### [Görevler]
1/ Soneva Jani metninde "The Den" adlı oyun alanında bulunduğu belirtilen olanakların tamamını listeleyin.
2/ Soneva Jani metninden "Çocukla seyahat etmek, yalnızca" ifadesiyle başlayıp "yürüdüğü yerler var." ifadesi de dahil olmak üzere biten kısmı olduğu gibi aktarın.

### [Alıntı]
------------------------------------

Çocukla seyahat etmek, yalnızca bavula birkaç oyuncak eklemek değil; dünyaya yeniden, küçük bir çift gözle bakmayı öğrenmektir. Tatil planları yaparken, yetişkinler için lüksü ve çocuklar için keşfi bir arada sunan yerler bulmak eskiden zordu. Oysa bugün, dünyanın dört bir yanında bazı oteller bu dengeyi mükemmel biçimde kurmayı başardı. Artık beş yıldızlı konforun içinde, çocuk kahkahalarının yankılandığı, oyunla zarafetin el ele yürüdüğü yerler var.
Soneva Jani, Maldivler: Hayalin İçinde Bir Cennet

Noonu Atolü’nün turkuaz sularında yer alan Soneva Jani, doğayı, sürdürülebilirliği ve lüksü aynı anda yaşatıyor. Burada çocuklar “The Den” adlı dev oyun dünyasında gün boyu hayal kurarken, ebeveynler sessiz lagünlerde meditasyon yapabiliyor. The Den, Güney Asya’nın en büyük çocuk alanlarından biri; su kaydırakları, sanat atölyeleri, müzik köşeleri ve hatta minik korsan gemileriyle dolu. Soneva Jani’de herkes kendi ritmini buluyor. Akşam olduğunda, çocuklar astronomi atölyesinde yıldızları sayarken, büyükler açık hava sinemasında bir klasik izliyor. Aileyle geçirilen her anın, bir tatilden çok daha fazlasına dönüştüğü bir yer burası.

------------------------------------

### [Veri Kesiti]
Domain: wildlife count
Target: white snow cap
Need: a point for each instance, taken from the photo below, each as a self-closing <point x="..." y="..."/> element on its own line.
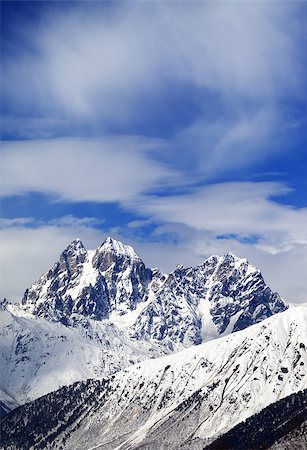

------------------------------------

### [Çözümler]
1/
- Su kaydırakları
- Sanat atölyeleri
- Müzik köşeleri
- Minik korsan gemileri

2/
Çocukla seyahat etmek, yalnızca bavula birkaç oyuncak eklemek değil; dünyaya yeniden, küçük bir çift gözle bakmayı öğrenmektir. Tatil planları yaparken, yetişkinler için lüksü ve çocuklar için keşfi bir arada sunan yerler bulmak eskiden zordu. Oysa bugün, dünyanın dört bir yanında bazı oteller bu dengeyi mükemmel biçimde kurmayı başardı. Artık beş yıldızlı konforun içinde, çocuk kahkahalarının yankılandığı, oyunla zarafetin el ele yürüdüğü yerler var.